▶ PROBLEM DETAILS:
Reproduce only the lines that begin at the line with "the forest floor." and run to the end of the entries; omit every picture.

▶ ENTRIES SUPPLIED:
* * * * *

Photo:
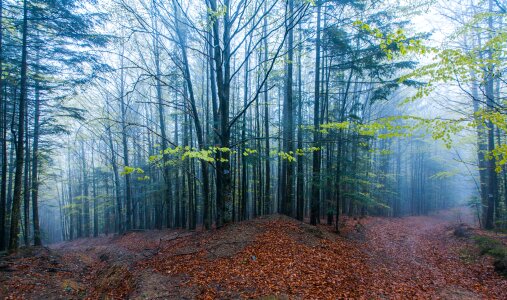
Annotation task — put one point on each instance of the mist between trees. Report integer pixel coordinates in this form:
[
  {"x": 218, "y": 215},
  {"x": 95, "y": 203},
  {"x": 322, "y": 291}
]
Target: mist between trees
[{"x": 138, "y": 114}]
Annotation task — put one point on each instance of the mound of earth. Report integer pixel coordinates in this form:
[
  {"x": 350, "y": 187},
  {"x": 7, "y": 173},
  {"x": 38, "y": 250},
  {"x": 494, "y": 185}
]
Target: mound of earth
[{"x": 273, "y": 257}]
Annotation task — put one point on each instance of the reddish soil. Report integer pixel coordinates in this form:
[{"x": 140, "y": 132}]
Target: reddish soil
[{"x": 268, "y": 258}]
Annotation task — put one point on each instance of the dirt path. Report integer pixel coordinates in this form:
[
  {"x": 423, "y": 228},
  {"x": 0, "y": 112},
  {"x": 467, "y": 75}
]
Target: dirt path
[
  {"x": 420, "y": 257},
  {"x": 274, "y": 257}
]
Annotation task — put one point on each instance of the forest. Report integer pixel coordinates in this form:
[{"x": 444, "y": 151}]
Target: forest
[{"x": 272, "y": 149}]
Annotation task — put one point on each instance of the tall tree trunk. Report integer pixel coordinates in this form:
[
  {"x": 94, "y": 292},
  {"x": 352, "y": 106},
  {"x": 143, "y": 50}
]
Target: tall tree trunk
[
  {"x": 85, "y": 189},
  {"x": 16, "y": 201},
  {"x": 267, "y": 186},
  {"x": 196, "y": 119},
  {"x": 288, "y": 119},
  {"x": 35, "y": 164},
  {"x": 222, "y": 75},
  {"x": 124, "y": 138},
  {"x": 95, "y": 204},
  {"x": 315, "y": 200},
  {"x": 26, "y": 186},
  {"x": 300, "y": 167},
  {"x": 491, "y": 164},
  {"x": 3, "y": 120}
]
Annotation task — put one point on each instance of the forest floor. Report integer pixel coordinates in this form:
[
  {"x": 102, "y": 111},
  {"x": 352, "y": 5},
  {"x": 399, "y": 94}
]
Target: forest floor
[{"x": 272, "y": 257}]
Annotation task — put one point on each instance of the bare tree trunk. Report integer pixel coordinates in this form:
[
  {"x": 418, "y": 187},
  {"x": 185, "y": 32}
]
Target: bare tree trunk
[
  {"x": 3, "y": 120},
  {"x": 35, "y": 165},
  {"x": 16, "y": 201},
  {"x": 315, "y": 200},
  {"x": 288, "y": 119}
]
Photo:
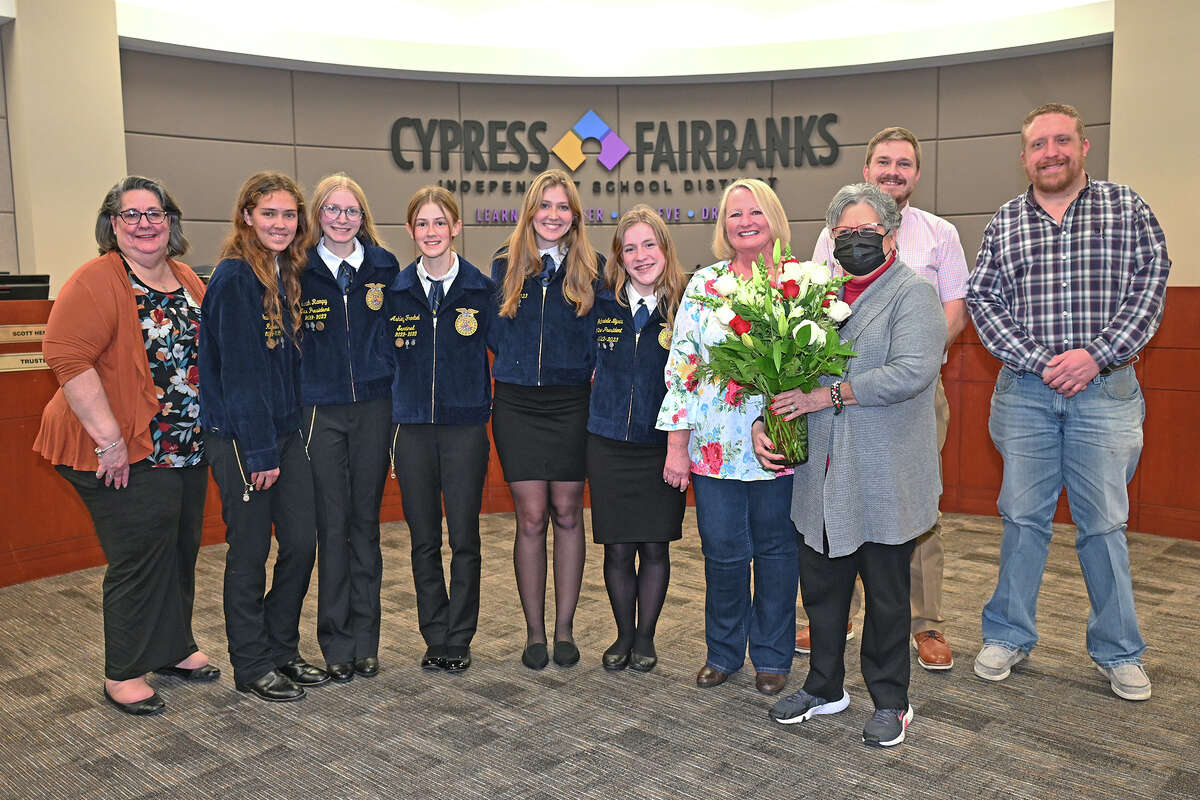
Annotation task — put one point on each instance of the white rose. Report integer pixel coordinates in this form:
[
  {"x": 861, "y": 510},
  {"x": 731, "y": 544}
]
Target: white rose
[
  {"x": 726, "y": 284},
  {"x": 838, "y": 311}
]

* * * * *

▶ ANSWER BELOW:
Annotation task — put one point on each instance of the forest floor. Report integer pixel coordinates in this form:
[
  {"x": 102, "y": 111},
  {"x": 352, "y": 5},
  {"x": 399, "y": 94}
]
Target: forest floor
[{"x": 272, "y": 257}]
Annotation task — put one point on each instance of the bare tree trunk. Report integer pixel coordinates in this form:
[
  {"x": 418, "y": 187},
  {"x": 185, "y": 32}
]
Target: bare tree trunk
[
  {"x": 3, "y": 120},
  {"x": 35, "y": 165},
  {"x": 16, "y": 201},
  {"x": 315, "y": 200},
  {"x": 288, "y": 119}
]
Photo:
Annotation task — put one point on each instance of the white rose. Report integer pixel coordinates in this form:
[
  {"x": 861, "y": 510},
  {"x": 731, "y": 544}
]
Target: white rose
[
  {"x": 726, "y": 284},
  {"x": 838, "y": 311}
]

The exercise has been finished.